Excerpt to read:
According to the Roman poet Ovid, one day as Callisto was returning from the hunt, she lay down to rest in a thick grove of trees. Zeus saw how beautiful she was and that she was alone, and decided she was a conquest worth the danger of his wifes wrath. Knowing that Callisto was a follower of Artemis, Zeus tricked her by appearing to her as the goddess. Callisto was delighted to see her mistress and was receptive to her kisses and embraces. Zeus gave away his disguise and ravaged Callisto, who tried to resist, but Zeus was stronger. From their encounter, Callisto bore a son, Arcas.

Hera learned of her husbands liaison with Callisto and saw the birth of Arcas as a further insult. She turned Callisto into a bear in order to strip her of the beauty that Zeus had so appreciated. When Arcas was 15 years old, he was out hunting and met the bear that was his mother. She recognized him and began to approach him, but he didn't know her and prepared to throw his javelin. Zeus saw what was happening and turned them into two neighboring constellations. Callisto was transformed into the constellation Ursa Major (Great Bear) and Arcas into Ursa Minor (Little Bear). Hera was angry that her rival and rivals son should be displayed in the night sky for all to see, so she made the sea god Poseidon agree that he would never let the two touch his waters.

(Stored records)

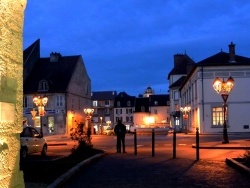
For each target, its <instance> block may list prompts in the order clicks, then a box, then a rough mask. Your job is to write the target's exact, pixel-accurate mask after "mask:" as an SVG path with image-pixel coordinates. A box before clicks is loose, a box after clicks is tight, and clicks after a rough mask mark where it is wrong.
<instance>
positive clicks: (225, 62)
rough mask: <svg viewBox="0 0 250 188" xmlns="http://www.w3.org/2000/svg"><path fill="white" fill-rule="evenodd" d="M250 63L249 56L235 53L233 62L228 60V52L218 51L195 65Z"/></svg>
mask: <svg viewBox="0 0 250 188" xmlns="http://www.w3.org/2000/svg"><path fill="white" fill-rule="evenodd" d="M245 64H247V65H248V64H250V58H247V57H243V56H239V55H235V62H230V61H229V53H226V52H222V51H221V52H219V53H217V54H215V55H213V56H210V57H208V58H206V59H204V60H202V61H200V62H198V63H197V66H199V65H201V66H222V65H245Z"/></svg>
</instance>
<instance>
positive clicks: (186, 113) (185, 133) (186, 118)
mask: <svg viewBox="0 0 250 188" xmlns="http://www.w3.org/2000/svg"><path fill="white" fill-rule="evenodd" d="M190 110H191V107H190V106H185V107H180V111H181V112H182V113H183V118H184V121H185V122H186V124H185V134H187V132H188V130H187V119H188V112H189V111H190Z"/></svg>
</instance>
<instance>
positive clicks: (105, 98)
mask: <svg viewBox="0 0 250 188" xmlns="http://www.w3.org/2000/svg"><path fill="white" fill-rule="evenodd" d="M116 95H117V92H116V91H95V92H92V95H91V100H92V101H93V100H97V101H101V100H102V101H104V100H112V101H114V100H115V97H116Z"/></svg>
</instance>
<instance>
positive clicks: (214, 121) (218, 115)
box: [212, 107, 224, 126]
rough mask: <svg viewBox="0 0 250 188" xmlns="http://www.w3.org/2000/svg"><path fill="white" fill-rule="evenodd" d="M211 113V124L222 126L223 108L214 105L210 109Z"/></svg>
mask: <svg viewBox="0 0 250 188" xmlns="http://www.w3.org/2000/svg"><path fill="white" fill-rule="evenodd" d="M212 111H213V112H212V113H213V126H223V123H224V117H223V108H222V107H214V108H213V109H212Z"/></svg>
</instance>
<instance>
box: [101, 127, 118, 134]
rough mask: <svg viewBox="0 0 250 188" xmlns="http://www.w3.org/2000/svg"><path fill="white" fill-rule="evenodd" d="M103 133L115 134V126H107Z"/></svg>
mask: <svg viewBox="0 0 250 188" xmlns="http://www.w3.org/2000/svg"><path fill="white" fill-rule="evenodd" d="M103 134H104V135H108V136H111V135H115V131H114V128H113V127H107V128H106V129H105V130H104V131H103Z"/></svg>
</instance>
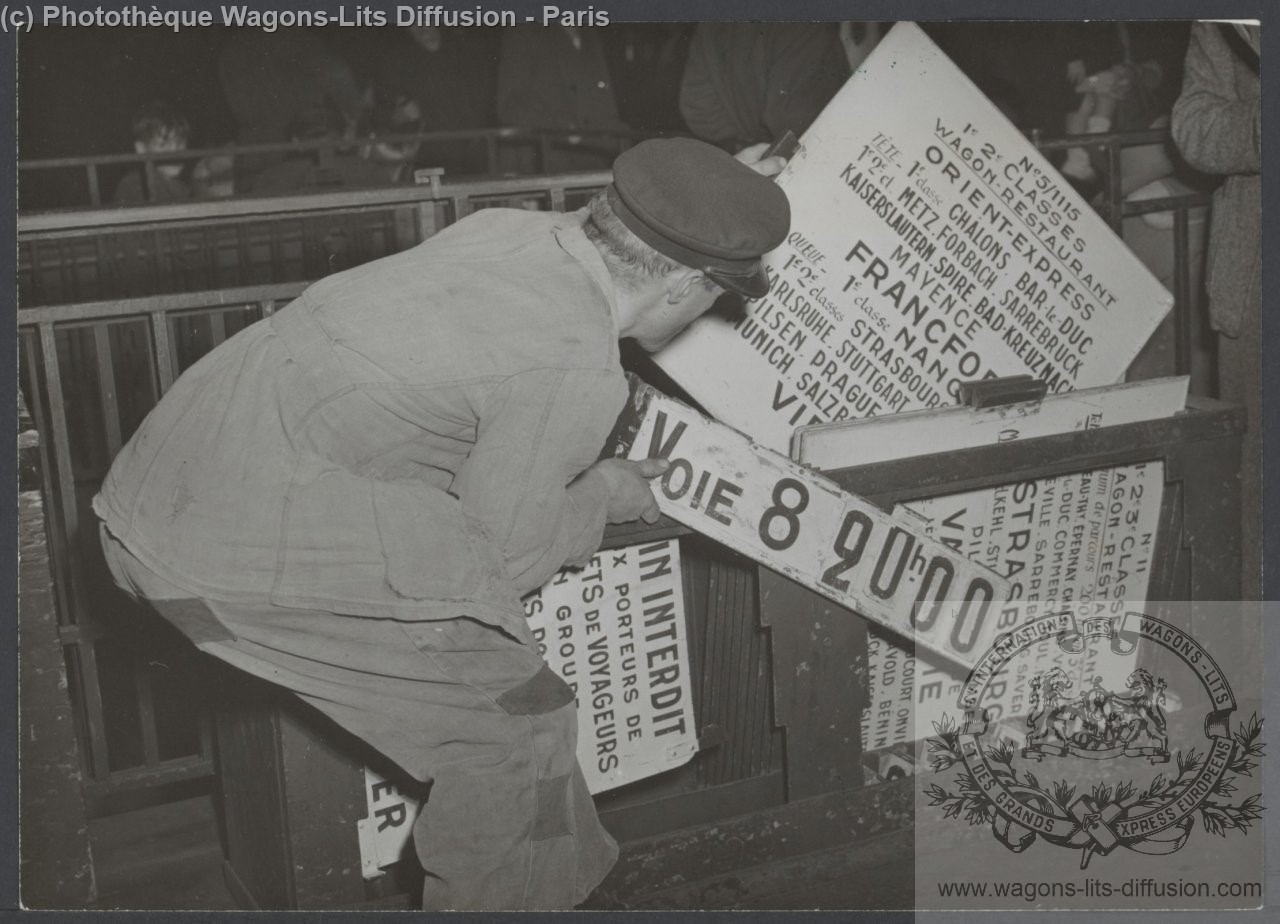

Task list:
A. Reproduce the stretch of the passage on the Callisto myth from "According to the" through "a son, Arcas.".
B. According to the passage on the Callisto myth, which constellation did Arcas become?

Outputs by task:
A.
According to the Roman poet Ovid, one day as Callisto was returning from the hunt, she lay down to rest in a thick grove of trees. Zeus saw how beautiful she was and that she was alone, and decided she was a conquest worth the danger of his wifes wrath. Knowing that Callisto was a follower of Artemis, Zeus tricked her by appearing to her as the goddess. Callisto was delighted to see her mistress and was receptive to her kisses and embraces. Zeus gave away his disguise and ravaged Callisto, who tried to resist, but Zeus was stronger. From their encounter, Callisto bore a son, Arcas.

B. Ursa Minor (Little Bear)